**Given records**
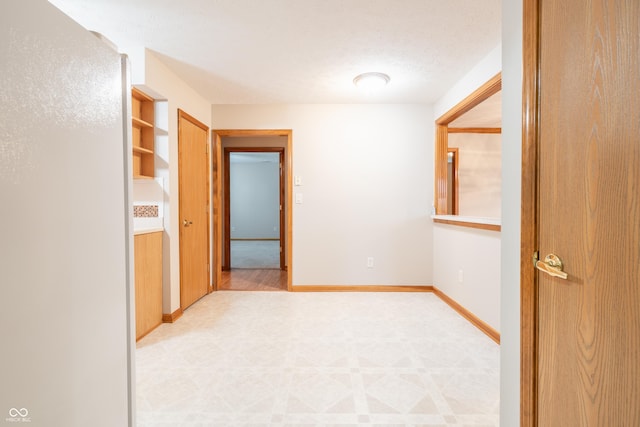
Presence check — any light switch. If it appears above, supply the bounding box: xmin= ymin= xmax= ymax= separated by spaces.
xmin=294 ymin=175 xmax=303 ymax=186
xmin=295 ymin=193 xmax=303 ymax=204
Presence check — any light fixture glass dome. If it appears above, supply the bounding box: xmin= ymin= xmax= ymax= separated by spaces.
xmin=353 ymin=72 xmax=391 ymax=89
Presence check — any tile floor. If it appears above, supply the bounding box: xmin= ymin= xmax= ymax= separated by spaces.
xmin=136 ymin=292 xmax=499 ymax=427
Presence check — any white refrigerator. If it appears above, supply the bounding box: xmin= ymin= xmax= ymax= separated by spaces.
xmin=0 ymin=1 xmax=134 ymax=426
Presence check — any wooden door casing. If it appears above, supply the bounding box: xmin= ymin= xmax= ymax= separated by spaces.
xmin=178 ymin=110 xmax=210 ymax=310
xmin=522 ymin=0 xmax=640 ymax=425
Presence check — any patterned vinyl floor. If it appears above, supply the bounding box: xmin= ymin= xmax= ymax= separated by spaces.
xmin=136 ymin=292 xmax=499 ymax=427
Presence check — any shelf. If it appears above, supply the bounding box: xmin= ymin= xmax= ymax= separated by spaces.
xmin=131 ymin=88 xmax=155 ymax=178
xmin=133 ymin=146 xmax=154 ymax=155
xmin=132 ymin=116 xmax=154 ymax=128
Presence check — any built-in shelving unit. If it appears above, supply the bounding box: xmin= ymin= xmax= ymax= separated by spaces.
xmin=131 ymin=88 xmax=155 ymax=179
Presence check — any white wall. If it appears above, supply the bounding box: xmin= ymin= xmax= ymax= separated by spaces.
xmin=230 ymin=158 xmax=280 ymax=239
xmin=501 ymin=0 xmax=523 ymax=424
xmin=434 ymin=44 xmax=502 ymax=118
xmin=212 ymin=104 xmax=434 ymax=286
xmin=128 ymin=49 xmax=212 ymax=314
xmin=433 ymin=224 xmax=501 ymax=329
xmin=449 ymin=133 xmax=502 ymax=218
xmin=432 ymin=45 xmax=502 ymax=332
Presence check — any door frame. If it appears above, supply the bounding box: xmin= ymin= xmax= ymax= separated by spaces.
xmin=211 ymin=129 xmax=293 ymax=291
xmin=520 ymin=0 xmax=540 ymax=424
xmin=177 ymin=109 xmax=212 ymax=310
xmin=434 ymin=73 xmax=501 ymax=215
xmin=223 ymin=147 xmax=286 ymax=271
xmin=446 ymin=147 xmax=459 ymax=215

**Work to be completed**
The copy you return must match the records above exactly, minus any images.

**Written answer**
Presence check — any light switch. If it appears above, supply the bounding box: xmin= ymin= xmax= ymax= separated by spaces.
xmin=294 ymin=175 xmax=303 ymax=186
xmin=295 ymin=193 xmax=303 ymax=204
Presence check — any light fixture glass dome. If it appears above, supply the bounding box: xmin= ymin= xmax= ymax= separated by spaces.
xmin=353 ymin=72 xmax=391 ymax=89
Presence check — any tile floor. If it appears above, supply the bounding box: xmin= ymin= xmax= ymax= separated by spaces.
xmin=136 ymin=292 xmax=499 ymax=427
Presence check — any white refrigerator. If it appears above, supply the bounding box: xmin= ymin= xmax= ymax= separated by spaces.
xmin=0 ymin=1 xmax=134 ymax=426
Presence check — any wooden door casing. If it appears above, supply the bounding box: xmin= ymin= xmax= ymax= separated by spaces.
xmin=178 ymin=110 xmax=210 ymax=310
xmin=522 ymin=0 xmax=640 ymax=425
Presence check — any patterned vinyl floor. If it appears above, supply the bounding box: xmin= ymin= xmax= ymax= separated by spaces.
xmin=136 ymin=292 xmax=499 ymax=427
Presence check — any shelf. If it appears above, supply the bounding box: xmin= ymin= xmax= ymax= separated by spaces.
xmin=131 ymin=88 xmax=155 ymax=178
xmin=133 ymin=146 xmax=154 ymax=155
xmin=132 ymin=116 xmax=154 ymax=128
Presence check — any built-in shelving unit. If it appears above, supply the bounding box: xmin= ymin= xmax= ymax= separated by spaces.
xmin=131 ymin=88 xmax=155 ymax=179
Presence check — any white wall. If it appears above, supply the bounding box: xmin= ymin= xmax= ymax= separated by spaces.
xmin=230 ymin=158 xmax=280 ymax=239
xmin=501 ymin=0 xmax=523 ymax=424
xmin=434 ymin=44 xmax=502 ymax=118
xmin=212 ymin=104 xmax=434 ymax=286
xmin=128 ymin=49 xmax=212 ymax=314
xmin=433 ymin=224 xmax=501 ymax=329
xmin=449 ymin=133 xmax=502 ymax=218
xmin=432 ymin=45 xmax=502 ymax=332
Presence check — any door frame. If it appears above, supply the bounding box: xmin= ymin= xmax= ymax= separated by spaces.
xmin=211 ymin=129 xmax=293 ymax=291
xmin=520 ymin=0 xmax=540 ymax=424
xmin=177 ymin=109 xmax=212 ymax=310
xmin=434 ymin=73 xmax=501 ymax=215
xmin=223 ymin=147 xmax=286 ymax=271
xmin=446 ymin=147 xmax=459 ymax=215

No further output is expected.